— START RECORDS TO PROCESS —
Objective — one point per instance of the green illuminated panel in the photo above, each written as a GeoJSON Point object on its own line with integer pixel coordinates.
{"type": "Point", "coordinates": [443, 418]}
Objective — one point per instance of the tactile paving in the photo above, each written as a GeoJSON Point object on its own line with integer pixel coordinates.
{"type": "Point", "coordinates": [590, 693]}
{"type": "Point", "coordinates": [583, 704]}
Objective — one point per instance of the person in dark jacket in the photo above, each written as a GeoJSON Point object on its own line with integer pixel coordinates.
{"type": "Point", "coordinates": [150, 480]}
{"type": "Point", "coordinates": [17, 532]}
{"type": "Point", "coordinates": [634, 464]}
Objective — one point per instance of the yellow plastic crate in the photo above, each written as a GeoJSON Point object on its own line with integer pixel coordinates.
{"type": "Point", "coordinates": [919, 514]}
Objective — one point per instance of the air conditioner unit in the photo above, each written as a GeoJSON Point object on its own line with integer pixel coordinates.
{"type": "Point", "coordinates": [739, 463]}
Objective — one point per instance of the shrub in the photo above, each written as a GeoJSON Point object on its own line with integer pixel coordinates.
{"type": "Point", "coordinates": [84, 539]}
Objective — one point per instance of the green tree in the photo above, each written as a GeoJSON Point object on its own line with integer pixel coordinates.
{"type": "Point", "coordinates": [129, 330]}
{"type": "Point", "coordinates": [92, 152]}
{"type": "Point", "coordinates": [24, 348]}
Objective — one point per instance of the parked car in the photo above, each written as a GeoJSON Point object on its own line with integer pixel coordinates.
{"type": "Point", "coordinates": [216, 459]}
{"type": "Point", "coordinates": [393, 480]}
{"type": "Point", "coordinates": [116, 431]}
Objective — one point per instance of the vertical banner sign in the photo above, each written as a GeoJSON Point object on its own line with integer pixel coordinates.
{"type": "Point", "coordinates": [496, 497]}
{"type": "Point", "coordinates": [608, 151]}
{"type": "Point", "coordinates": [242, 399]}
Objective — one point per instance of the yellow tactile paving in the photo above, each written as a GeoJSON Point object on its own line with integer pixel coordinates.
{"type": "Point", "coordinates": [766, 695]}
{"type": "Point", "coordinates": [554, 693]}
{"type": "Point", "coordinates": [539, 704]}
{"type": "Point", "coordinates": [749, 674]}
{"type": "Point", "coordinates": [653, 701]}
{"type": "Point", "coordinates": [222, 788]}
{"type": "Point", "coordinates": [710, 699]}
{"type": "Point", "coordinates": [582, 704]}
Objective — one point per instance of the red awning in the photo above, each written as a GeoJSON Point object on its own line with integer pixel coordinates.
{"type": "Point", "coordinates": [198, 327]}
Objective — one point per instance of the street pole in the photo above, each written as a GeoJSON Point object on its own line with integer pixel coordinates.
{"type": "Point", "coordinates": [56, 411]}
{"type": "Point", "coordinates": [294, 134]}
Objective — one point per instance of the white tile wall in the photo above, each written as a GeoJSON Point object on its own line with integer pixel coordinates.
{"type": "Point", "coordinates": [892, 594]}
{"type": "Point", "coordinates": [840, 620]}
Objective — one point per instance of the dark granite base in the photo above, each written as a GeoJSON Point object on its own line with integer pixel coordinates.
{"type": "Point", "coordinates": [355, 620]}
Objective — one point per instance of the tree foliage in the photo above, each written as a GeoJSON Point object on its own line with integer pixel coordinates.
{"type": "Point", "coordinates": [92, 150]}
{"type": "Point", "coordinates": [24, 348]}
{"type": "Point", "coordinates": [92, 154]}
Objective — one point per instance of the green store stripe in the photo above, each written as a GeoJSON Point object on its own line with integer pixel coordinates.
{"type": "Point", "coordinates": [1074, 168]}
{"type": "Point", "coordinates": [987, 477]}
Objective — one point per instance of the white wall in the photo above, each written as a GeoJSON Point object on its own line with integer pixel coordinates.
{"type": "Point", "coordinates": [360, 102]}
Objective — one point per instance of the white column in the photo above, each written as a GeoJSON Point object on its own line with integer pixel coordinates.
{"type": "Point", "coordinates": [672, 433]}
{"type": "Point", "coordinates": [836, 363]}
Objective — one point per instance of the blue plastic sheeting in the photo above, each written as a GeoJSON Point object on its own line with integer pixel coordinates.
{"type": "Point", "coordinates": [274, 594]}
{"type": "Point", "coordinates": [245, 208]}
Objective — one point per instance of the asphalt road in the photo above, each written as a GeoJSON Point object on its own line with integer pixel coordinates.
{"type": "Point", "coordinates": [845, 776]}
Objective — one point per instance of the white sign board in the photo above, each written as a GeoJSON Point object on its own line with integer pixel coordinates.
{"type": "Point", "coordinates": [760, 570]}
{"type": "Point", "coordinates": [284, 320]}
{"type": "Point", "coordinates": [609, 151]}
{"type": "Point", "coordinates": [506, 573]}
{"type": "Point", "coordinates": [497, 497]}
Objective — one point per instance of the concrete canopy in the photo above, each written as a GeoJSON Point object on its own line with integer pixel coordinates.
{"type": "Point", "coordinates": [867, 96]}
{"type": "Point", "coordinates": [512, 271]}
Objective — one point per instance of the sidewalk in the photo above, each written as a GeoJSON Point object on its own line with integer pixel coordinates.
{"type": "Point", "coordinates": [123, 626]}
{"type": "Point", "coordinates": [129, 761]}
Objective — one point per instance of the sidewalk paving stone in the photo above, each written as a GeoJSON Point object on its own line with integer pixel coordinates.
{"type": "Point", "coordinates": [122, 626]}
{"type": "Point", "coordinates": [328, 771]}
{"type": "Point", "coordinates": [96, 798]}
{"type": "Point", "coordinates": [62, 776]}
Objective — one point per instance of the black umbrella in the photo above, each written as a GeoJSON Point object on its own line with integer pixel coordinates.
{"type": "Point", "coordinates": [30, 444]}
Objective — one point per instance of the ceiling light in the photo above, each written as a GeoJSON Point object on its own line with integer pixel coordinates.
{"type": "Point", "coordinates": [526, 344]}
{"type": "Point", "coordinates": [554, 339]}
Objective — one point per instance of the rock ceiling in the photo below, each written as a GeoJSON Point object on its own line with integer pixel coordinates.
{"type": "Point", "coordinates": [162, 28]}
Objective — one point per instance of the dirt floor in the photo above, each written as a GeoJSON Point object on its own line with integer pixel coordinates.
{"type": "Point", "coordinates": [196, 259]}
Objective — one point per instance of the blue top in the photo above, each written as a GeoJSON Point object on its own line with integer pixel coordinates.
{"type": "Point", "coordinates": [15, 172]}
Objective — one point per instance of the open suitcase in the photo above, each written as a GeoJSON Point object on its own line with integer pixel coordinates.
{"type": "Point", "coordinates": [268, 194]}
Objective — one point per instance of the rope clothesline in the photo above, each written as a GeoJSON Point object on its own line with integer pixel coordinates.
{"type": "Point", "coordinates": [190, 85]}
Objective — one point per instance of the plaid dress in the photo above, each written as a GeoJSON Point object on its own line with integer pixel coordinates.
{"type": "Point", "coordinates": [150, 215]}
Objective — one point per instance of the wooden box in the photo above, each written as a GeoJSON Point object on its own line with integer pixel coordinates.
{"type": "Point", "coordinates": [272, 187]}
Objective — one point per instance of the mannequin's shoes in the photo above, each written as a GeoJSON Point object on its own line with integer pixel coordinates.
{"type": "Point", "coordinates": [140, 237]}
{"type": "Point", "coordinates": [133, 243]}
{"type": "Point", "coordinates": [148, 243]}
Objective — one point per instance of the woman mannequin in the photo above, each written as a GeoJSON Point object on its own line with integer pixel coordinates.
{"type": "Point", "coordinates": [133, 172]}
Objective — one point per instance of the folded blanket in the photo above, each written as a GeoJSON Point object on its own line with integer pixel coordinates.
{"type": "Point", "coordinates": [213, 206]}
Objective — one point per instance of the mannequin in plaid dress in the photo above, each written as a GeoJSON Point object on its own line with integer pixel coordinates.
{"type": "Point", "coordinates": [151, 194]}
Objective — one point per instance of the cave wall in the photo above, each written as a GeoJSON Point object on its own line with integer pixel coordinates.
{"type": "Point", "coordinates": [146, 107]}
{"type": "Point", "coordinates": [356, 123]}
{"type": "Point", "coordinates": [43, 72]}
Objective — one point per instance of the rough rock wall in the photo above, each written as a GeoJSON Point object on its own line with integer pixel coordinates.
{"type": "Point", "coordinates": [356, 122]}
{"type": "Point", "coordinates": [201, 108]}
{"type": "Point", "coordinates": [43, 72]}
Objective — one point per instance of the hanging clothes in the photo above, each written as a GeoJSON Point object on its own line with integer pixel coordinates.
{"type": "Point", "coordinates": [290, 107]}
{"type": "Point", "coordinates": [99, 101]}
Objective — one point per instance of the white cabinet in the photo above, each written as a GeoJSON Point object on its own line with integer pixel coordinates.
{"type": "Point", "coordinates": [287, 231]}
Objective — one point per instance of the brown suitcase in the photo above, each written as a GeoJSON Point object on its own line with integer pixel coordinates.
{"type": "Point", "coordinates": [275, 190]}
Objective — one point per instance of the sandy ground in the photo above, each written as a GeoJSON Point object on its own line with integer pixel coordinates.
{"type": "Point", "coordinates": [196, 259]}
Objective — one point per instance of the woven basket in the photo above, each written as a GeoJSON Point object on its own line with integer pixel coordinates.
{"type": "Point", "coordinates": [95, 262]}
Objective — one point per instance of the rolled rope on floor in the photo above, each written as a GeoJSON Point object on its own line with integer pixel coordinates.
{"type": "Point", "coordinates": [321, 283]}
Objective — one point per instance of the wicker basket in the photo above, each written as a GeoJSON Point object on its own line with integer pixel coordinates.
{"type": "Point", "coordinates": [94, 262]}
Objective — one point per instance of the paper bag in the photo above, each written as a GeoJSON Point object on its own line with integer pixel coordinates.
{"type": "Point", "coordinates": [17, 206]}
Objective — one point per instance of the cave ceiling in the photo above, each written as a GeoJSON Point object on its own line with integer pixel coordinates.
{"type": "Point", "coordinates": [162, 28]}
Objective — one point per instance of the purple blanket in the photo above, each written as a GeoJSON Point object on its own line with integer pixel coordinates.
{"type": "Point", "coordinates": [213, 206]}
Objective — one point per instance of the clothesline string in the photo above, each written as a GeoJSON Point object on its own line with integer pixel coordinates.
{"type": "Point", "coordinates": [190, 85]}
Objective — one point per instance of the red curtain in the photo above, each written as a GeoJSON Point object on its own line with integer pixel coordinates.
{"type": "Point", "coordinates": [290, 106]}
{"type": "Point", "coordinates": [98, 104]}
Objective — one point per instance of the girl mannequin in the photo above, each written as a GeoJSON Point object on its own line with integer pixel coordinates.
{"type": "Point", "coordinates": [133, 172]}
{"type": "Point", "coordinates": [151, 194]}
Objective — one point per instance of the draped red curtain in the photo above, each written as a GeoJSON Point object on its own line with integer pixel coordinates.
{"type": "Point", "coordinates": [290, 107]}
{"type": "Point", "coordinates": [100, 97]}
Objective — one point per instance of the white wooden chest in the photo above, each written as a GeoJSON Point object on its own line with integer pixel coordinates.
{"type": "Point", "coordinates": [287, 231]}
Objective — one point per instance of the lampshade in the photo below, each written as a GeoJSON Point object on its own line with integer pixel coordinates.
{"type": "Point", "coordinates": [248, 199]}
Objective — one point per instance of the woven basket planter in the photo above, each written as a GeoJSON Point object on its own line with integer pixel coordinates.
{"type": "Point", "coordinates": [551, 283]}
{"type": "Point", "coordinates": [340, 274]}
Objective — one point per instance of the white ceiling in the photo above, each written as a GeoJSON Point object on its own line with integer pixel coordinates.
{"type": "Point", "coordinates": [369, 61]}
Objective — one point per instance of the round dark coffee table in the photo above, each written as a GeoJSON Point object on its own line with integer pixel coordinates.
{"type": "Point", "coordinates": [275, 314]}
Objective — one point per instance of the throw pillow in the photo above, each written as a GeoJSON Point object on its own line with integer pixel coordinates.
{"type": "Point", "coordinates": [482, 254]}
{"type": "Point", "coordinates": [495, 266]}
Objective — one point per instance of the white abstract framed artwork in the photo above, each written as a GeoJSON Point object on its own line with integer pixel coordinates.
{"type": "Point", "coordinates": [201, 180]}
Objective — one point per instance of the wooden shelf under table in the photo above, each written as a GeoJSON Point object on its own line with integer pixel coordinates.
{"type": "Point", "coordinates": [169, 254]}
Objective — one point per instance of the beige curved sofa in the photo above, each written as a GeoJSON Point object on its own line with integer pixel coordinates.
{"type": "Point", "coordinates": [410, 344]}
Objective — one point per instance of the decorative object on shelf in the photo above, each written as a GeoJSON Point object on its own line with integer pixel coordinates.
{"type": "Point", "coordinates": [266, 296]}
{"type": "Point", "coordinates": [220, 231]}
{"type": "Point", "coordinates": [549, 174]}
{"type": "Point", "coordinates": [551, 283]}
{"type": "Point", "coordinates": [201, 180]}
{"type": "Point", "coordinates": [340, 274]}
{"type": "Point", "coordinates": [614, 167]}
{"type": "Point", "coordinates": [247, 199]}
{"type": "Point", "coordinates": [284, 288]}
— END RECORDS TO PROCESS —
Copy exactly, and only, the lines from the one containing "Objective — one point per instance of the decorative" through the last line of the listing.

* WRITTEN RESPONSE:
Objective — one point per instance of the decorative object on shelf in the photo above, each written as a GeoJSON Point object on its own line with integer pixel coordinates.
{"type": "Point", "coordinates": [266, 296]}
{"type": "Point", "coordinates": [220, 231]}
{"type": "Point", "coordinates": [549, 174]}
{"type": "Point", "coordinates": [551, 283]}
{"type": "Point", "coordinates": [201, 180]}
{"type": "Point", "coordinates": [340, 274]}
{"type": "Point", "coordinates": [614, 167]}
{"type": "Point", "coordinates": [247, 199]}
{"type": "Point", "coordinates": [284, 288]}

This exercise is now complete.